To do.
A – Decide whether each statement below agrees with the buffer problem. Answer yes or no for each, and quote the deciding words of the text exactly.
(i) The buffer is made from 500 mL of 0.60 M acetic acid and 500 mL of 0.60 M sodium acetate.
(ii) The answer given for the pH is 4.76.
(iii) The explanation says the bracketed quantities can be taken as moles of each species.
B – Retype the part of the buffer problem that begins at the words "Where pKa is" and stops after "and sodium acetate.".

Page.
....................

Question

Calculate the pH of the 1L buffer composed of 500 mL 0.60 M acetic acid plus 500 mL of 0.60 M sodium acetate, after 0.010 mol of NaOH is added (Ka HC2H3O2 = 1.75 x 10-5). Report your answer to the hundredths place.

Answer 1

Answer:

pH = 4.79

Explanation:

The pH of the acetic buffer can be determined using H-H equation:

pH = pKa + log [A⁻] / [HA]

Where pKa is -logKa = 4.76

pH = 4.76 + log [sodium Acetate] / [Acetic Acid]

Where [] can be taken as moles of each specie.

Thus, to find pH of the buffer we need to calculate molesof acetic acid and sodium acetate.

....................

Entries shown.
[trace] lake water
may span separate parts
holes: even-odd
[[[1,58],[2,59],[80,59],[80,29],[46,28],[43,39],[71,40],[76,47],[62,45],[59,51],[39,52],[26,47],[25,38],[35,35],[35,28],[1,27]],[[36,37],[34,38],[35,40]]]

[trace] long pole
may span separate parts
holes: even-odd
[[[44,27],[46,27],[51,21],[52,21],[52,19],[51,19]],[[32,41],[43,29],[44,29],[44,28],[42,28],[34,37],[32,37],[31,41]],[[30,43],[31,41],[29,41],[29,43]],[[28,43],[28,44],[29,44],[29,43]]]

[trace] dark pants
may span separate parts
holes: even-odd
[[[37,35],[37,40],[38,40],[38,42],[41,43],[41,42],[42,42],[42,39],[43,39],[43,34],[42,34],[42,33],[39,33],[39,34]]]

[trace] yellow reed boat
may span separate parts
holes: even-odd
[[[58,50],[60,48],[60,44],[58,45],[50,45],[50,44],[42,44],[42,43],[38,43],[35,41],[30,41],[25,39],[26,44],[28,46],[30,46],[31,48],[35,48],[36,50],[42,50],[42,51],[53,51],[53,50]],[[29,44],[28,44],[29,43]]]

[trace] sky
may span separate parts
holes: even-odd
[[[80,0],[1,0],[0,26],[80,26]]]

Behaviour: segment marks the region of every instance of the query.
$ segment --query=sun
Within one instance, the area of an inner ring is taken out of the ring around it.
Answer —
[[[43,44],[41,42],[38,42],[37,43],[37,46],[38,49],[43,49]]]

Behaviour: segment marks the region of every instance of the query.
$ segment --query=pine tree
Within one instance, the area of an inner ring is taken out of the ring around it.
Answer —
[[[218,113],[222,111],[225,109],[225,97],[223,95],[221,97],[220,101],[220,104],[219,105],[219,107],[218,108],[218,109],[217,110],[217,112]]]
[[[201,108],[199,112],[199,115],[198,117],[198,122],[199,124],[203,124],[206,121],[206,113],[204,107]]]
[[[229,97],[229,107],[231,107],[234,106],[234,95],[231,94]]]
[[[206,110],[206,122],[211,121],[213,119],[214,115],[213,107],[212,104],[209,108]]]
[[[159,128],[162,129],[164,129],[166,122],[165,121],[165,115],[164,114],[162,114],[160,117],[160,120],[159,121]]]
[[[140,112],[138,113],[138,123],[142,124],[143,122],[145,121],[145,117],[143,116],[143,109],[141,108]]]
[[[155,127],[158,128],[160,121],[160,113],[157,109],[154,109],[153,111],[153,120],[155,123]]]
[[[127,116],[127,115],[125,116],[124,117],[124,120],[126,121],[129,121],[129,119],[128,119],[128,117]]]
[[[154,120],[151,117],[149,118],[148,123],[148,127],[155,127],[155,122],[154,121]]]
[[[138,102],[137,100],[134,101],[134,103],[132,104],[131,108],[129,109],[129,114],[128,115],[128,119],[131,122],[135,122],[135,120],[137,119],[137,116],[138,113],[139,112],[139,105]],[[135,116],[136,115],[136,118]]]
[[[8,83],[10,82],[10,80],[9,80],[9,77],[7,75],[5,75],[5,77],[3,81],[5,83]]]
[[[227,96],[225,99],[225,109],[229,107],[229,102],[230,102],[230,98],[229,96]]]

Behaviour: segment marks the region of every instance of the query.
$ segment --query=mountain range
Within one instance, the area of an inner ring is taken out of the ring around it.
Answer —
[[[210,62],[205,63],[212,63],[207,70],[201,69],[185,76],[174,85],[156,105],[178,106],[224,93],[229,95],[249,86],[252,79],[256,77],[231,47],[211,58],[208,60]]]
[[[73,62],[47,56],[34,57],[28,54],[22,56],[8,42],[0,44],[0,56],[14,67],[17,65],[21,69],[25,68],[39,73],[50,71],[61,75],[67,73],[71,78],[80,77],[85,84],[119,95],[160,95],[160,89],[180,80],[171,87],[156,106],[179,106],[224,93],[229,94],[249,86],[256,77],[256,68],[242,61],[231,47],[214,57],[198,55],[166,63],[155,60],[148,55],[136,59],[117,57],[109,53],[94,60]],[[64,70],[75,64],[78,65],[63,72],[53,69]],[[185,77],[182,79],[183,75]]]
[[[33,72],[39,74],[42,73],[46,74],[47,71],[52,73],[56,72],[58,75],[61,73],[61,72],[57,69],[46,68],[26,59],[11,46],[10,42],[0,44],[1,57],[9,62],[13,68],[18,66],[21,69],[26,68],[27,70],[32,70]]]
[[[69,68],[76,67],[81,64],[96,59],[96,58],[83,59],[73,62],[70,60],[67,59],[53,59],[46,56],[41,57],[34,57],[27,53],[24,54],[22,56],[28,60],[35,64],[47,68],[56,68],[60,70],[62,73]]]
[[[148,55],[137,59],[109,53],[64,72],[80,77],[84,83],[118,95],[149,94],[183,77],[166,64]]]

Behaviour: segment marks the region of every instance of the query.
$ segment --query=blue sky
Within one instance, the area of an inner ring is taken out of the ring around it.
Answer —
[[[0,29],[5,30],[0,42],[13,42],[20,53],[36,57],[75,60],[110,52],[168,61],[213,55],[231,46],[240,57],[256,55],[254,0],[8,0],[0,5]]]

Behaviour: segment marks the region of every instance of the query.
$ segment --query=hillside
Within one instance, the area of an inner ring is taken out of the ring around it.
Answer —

....................

Exercise results.
A –
(i) Yes: "500 mL 0.60 M acetic acid plus 500 mL of 0.60 M sodium acetate"
(ii) No: "pH = 4.79"
(iii) Yes: "Where [] can be taken as moles of each specie."

B –
Where pKa is -logKa = 4.76

pH = 4.76 + log [sodium Acetate] / [Acetic Acid]

Where [] can be taken as moles of each specie.

Thus, to find pH of the buffer we need to calculate molesof acetic acid and sodium acetate.